(Enregistrements du jeu de données)
----
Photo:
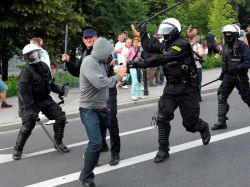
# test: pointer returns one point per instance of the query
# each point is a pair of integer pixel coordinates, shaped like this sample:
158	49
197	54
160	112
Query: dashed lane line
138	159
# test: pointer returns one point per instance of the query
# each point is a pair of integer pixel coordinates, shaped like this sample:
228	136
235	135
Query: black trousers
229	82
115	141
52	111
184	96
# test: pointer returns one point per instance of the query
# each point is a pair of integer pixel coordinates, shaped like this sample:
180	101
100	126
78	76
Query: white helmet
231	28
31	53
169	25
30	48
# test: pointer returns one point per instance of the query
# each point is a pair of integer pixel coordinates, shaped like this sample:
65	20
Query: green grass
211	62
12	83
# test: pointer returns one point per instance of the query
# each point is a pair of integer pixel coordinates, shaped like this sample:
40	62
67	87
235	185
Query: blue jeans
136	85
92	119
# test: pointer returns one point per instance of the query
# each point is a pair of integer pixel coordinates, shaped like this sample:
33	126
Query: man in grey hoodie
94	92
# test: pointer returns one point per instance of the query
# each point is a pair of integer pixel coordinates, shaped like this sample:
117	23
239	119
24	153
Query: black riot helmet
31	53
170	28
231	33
----
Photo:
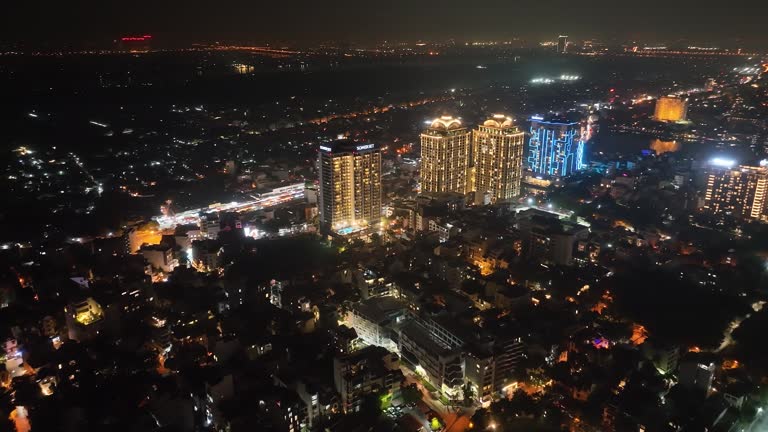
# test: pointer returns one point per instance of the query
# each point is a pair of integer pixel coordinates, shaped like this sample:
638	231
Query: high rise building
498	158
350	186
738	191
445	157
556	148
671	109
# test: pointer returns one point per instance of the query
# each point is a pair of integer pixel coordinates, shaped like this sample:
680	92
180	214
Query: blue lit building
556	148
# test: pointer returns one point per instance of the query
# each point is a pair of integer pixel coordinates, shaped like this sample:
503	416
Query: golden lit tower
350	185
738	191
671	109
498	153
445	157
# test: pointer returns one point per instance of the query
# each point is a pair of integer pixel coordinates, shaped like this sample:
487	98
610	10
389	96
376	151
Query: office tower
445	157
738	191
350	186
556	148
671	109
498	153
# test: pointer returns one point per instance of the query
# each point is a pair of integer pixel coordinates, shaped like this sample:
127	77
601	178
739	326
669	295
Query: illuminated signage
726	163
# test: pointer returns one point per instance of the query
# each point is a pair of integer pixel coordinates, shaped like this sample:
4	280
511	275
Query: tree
----
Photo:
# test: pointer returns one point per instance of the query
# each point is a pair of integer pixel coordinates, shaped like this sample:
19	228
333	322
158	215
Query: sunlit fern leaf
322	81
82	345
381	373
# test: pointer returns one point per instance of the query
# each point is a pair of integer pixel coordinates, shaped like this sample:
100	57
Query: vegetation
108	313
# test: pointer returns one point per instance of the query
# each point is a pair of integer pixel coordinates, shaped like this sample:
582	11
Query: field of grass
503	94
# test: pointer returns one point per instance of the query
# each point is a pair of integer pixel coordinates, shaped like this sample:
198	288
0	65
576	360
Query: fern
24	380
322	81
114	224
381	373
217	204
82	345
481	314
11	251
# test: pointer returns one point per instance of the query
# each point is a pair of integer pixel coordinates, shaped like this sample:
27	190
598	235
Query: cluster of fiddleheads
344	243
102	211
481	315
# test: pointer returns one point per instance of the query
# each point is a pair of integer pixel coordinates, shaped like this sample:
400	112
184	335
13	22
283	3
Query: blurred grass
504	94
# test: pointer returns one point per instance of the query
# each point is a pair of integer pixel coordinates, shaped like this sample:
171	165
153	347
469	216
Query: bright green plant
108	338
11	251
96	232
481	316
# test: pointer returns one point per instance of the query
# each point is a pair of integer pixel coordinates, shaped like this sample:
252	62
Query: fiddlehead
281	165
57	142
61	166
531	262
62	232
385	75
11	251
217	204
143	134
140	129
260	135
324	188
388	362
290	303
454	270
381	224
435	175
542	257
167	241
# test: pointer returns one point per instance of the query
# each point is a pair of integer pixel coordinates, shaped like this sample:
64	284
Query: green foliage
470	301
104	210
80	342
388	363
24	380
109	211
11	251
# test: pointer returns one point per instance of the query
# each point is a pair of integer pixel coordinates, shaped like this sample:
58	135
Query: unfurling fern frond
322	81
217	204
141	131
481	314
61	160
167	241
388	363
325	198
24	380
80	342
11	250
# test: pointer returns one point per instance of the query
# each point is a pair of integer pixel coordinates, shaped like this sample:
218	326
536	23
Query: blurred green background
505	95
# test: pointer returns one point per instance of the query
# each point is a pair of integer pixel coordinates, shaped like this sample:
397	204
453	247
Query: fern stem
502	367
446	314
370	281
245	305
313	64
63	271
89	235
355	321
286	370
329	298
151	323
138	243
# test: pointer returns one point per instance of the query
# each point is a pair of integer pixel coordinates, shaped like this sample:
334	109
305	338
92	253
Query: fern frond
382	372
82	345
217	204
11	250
----
> _VOTRE OBJECTIF_
Relevez en les recopiant toutes les lignes des enregistrements qui contiennent la chaîne "fern". La casse compte.

> _RÉPONSE ATTENDUE_
Query: sunlit fern leaf
Query: fern
Query: unfurling fern frond
Query: fern stem
Query: fern frond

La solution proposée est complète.